# Selected passage:
* * * *

The advertising paradox

The slow transformation to digital has indeed played a role for many traditional media, but unfortunately it is not the main factor behind this paradox. The most important cause is competition and this cannot be fixed. Media have moved from a world where ad revenues were shared among a very small bunch of papers, TV and radio stations in each country to a world of limitless competitors, from the huge new arrivals like Google or Facebook to the myriad bloggers. It’s almost a perfect market, awash with inventory, that is now getting even more ‘perfect’ with the development of programmatic buying, where machines (not fallible or emotional humans) match supply and demand in real time.

The laws of economics are ruthless. With an increase in competition/supply comes, inevitably, a decline in prices: so digital advertising has always suffered and will always suffer downward pricing pressure. This is why news outlets all over the world are searching with renewed passion for complementary revenue lines. And the main focus is now on ‘user generated revenues’, either traditional revenues based on editorial content or revenues based on new services.

Revisiting ‘editorial revenues’

Only five years ago, almost every news outlet in the world was banking on an open-web-pure-advertising-revenue model. But the global economic downturn and the low prices of digital advertising described above convinced many of the dangers of ‘single crop farming’ in digital. Only two international business brands – the Wall Street Journal and the Financial Times- were previously pursuing a subscription-based model, based on the exclusivity of their contents and the predominance of companies among their customers: WSJ as early as 1997 and the Financial Times 10 years later. But it was only in 2011 that a major general news property, the New York Times, dared to put its contents behind a paywall.

* * * *

# Short task:
Quote the passage on the advertising paradox in full, word for word.

[Records from a point labeling set]
* * * *

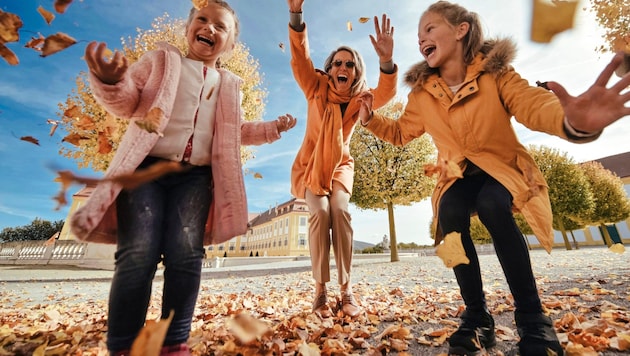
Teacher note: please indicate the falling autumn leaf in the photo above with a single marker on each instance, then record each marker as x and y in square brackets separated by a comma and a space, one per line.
[35, 43]
[199, 4]
[30, 139]
[151, 337]
[8, 55]
[151, 121]
[55, 43]
[73, 139]
[62, 5]
[550, 18]
[451, 250]
[47, 15]
[9, 26]
[54, 124]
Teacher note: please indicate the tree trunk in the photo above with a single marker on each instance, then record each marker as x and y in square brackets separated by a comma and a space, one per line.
[606, 235]
[564, 235]
[577, 247]
[392, 233]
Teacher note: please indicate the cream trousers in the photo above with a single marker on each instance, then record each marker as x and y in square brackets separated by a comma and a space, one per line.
[330, 221]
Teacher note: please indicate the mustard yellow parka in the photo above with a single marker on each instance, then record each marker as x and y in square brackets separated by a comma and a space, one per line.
[475, 124]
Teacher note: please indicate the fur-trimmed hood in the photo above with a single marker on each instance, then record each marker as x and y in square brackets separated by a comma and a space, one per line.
[495, 55]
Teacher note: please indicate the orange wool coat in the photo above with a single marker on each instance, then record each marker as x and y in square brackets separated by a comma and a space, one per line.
[475, 124]
[315, 85]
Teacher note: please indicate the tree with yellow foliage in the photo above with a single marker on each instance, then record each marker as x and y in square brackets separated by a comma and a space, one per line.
[386, 175]
[93, 134]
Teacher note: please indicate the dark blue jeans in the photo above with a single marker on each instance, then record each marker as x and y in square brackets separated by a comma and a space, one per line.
[160, 221]
[493, 203]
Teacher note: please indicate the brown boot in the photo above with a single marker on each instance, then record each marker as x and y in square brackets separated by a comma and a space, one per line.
[349, 305]
[320, 306]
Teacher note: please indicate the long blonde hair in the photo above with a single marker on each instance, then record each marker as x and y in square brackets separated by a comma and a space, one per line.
[455, 15]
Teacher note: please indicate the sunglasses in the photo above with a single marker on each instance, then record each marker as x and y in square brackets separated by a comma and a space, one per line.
[338, 63]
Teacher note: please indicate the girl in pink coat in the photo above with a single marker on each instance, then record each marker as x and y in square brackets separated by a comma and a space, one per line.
[170, 219]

* * * *

# Solution to this exercise:
The advertising paradox

The slow transformation to digital has indeed played a role for many traditional media, but unfortunately it is not the main factor behind this paradox. The most important cause is competition and this cannot be fixed. Media have moved from a world where ad revenues were shared among a very small bunch of papers, TV and radio stations in each country to a world of limitless competitors, from the huge new arrivals like Google or Facebook to the myriad bloggers. It’s almost a perfect market, awash with inventory, that is now getting even more ‘perfect’ with the development of programmatic buying, where machines (not fallible or emotional humans) match supply and demand in real time.

The laws of economics are ruthless. With an increase in competition/supply comes, inevitably, a decline in prices: so digital advertising has always suffered and will always suffer downward pricing pressure. This is why news outlets all over the world are searching with renewed passion for complementary revenue lines. And the main focus is now on ‘user generated revenues’, either traditional revenues based on editorial content or revenues based on new services.

Revisiting ‘editorial revenues’

Only five years ago, almost every news outlet in the world was banking on an open-web-pure-advertising-revenue model. But the global economic downturn and the low prices of digital advertising described above convinced many of the dangers of ‘single crop farming’ in digital. Only two international business brands – the Wall Street Journal and the Financial Times- were previously pursuing a subscription-based model, based on the exclusivity of their contents and the predominance of companies among their customers: WSJ as early as 1997 and the Financial Times 10 years later. But it was only in 2011 that a major general news property, the New York Times, dared to put its contents behind a paywall.